Short problem: Transcribe every line of the records verbatim.

Data listing:
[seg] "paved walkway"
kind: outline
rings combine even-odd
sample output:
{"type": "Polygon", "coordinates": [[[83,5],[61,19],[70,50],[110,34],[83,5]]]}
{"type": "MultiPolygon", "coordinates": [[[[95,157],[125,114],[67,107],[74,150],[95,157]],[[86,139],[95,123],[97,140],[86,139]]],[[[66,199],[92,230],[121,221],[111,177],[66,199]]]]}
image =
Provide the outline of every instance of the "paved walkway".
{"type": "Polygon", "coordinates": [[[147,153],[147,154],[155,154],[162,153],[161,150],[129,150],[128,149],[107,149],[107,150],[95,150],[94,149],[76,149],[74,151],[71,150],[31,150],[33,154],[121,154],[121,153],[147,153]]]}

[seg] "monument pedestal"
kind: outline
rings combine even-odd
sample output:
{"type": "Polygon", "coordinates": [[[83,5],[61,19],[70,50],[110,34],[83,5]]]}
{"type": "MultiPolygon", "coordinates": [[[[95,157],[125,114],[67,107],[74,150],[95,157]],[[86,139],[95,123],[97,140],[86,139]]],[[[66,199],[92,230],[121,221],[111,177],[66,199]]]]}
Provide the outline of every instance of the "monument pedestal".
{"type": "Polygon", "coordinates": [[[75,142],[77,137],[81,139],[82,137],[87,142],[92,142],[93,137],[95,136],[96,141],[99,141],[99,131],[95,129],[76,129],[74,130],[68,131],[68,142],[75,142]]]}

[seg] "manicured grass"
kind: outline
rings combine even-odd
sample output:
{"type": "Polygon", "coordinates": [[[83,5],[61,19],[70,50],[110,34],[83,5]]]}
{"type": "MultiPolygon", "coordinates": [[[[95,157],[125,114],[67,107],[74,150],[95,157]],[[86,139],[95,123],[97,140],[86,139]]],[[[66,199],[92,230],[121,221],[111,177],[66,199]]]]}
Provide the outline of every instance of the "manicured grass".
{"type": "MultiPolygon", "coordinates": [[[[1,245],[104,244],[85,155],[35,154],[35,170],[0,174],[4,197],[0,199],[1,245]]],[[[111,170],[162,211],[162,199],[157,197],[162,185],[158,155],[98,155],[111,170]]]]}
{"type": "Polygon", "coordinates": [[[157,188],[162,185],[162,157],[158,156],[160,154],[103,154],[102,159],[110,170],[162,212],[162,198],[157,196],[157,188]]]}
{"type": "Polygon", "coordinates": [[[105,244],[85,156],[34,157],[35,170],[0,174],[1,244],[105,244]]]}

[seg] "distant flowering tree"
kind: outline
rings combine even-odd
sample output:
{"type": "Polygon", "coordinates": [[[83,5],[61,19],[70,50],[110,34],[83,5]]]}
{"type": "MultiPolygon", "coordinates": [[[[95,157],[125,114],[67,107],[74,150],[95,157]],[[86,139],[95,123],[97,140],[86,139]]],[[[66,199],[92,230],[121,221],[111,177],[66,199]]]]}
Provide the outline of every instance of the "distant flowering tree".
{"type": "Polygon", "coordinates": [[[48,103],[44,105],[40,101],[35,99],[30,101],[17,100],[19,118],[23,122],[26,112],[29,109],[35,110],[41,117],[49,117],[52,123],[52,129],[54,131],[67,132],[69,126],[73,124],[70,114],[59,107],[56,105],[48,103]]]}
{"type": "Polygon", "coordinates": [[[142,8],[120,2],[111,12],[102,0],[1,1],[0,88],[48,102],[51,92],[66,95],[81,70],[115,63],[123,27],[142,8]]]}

Answer:
[seg] "paved walkway"
kind: outline
rings combine even-odd
sample output:
{"type": "Polygon", "coordinates": [[[83,5],[61,19],[70,50],[110,34],[83,5]]]}
{"type": "MultiPolygon", "coordinates": [[[[95,157],[125,114],[67,107],[74,150],[95,157]],[[86,139],[95,123],[97,140],[86,139]]],[[[66,199],[92,230],[121,221],[111,177],[66,199]]]]}
image =
Provide the outline of every instance of the "paved walkway".
{"type": "Polygon", "coordinates": [[[147,153],[147,154],[155,154],[162,153],[161,150],[129,150],[128,149],[107,149],[107,150],[95,150],[94,149],[76,149],[74,151],[71,150],[31,150],[33,154],[121,154],[121,153],[147,153]]]}

[seg] "monument pedestal"
kind: outline
rings combine even-odd
sample output:
{"type": "Polygon", "coordinates": [[[83,5],[61,19],[70,50],[110,34],[83,5]]]}
{"type": "MultiPolygon", "coordinates": [[[[95,157],[125,114],[67,107],[74,150],[95,157]],[[86,139],[95,123],[97,140],[86,139]]],[[[66,199],[92,230],[121,221],[111,177],[66,199]]]]}
Provide the outline of every instance of the "monument pedestal".
{"type": "Polygon", "coordinates": [[[75,142],[77,137],[81,139],[82,137],[87,142],[92,142],[93,137],[95,136],[96,141],[99,141],[99,131],[95,129],[76,129],[74,130],[68,131],[68,142],[75,142]]]}

[seg] "manicured grass"
kind: outline
rings combine even-odd
sample output:
{"type": "Polygon", "coordinates": [[[83,5],[61,19],[70,50],[110,34],[83,5]]]}
{"type": "MultiPolygon", "coordinates": [[[[95,157],[125,114],[67,107],[74,150],[95,157]],[[86,139],[95,123],[97,140],[86,139]]],[[[66,199],[92,230],[121,221],[111,177],[66,199]]]]}
Provide the outline of every instance of the "manicured grass".
{"type": "MultiPolygon", "coordinates": [[[[1,245],[104,244],[85,155],[35,154],[35,170],[0,174],[4,197],[0,199],[1,245]]],[[[111,170],[162,211],[162,199],[157,197],[162,185],[158,155],[98,155],[111,170]]]]}
{"type": "Polygon", "coordinates": [[[157,188],[162,185],[162,157],[158,156],[160,154],[103,154],[102,159],[110,170],[162,212],[162,198],[157,196],[157,188]]]}
{"type": "Polygon", "coordinates": [[[105,244],[85,156],[34,157],[35,170],[0,174],[1,244],[105,244]]]}

[seg] "distant flowering tree"
kind: outline
rings combine even-odd
sample output:
{"type": "Polygon", "coordinates": [[[83,5],[61,19],[70,50],[110,34],[83,5]]]}
{"type": "MultiPolygon", "coordinates": [[[[95,157],[125,114],[67,107],[74,150],[95,157]],[[86,139],[95,123],[97,140],[86,139]]],[[[66,199],[92,230],[121,221],[111,177],[66,199]]]]}
Provide the outline of every instance of the "distant flowering tree".
{"type": "Polygon", "coordinates": [[[48,103],[44,105],[40,101],[35,99],[30,101],[17,100],[19,118],[23,122],[26,112],[29,109],[35,110],[41,117],[49,117],[52,123],[52,129],[54,131],[67,132],[69,126],[73,124],[70,114],[59,107],[56,105],[48,103]]]}
{"type": "Polygon", "coordinates": [[[142,8],[120,2],[111,12],[102,0],[1,1],[0,88],[48,102],[51,92],[66,95],[81,70],[115,63],[123,27],[142,8]]]}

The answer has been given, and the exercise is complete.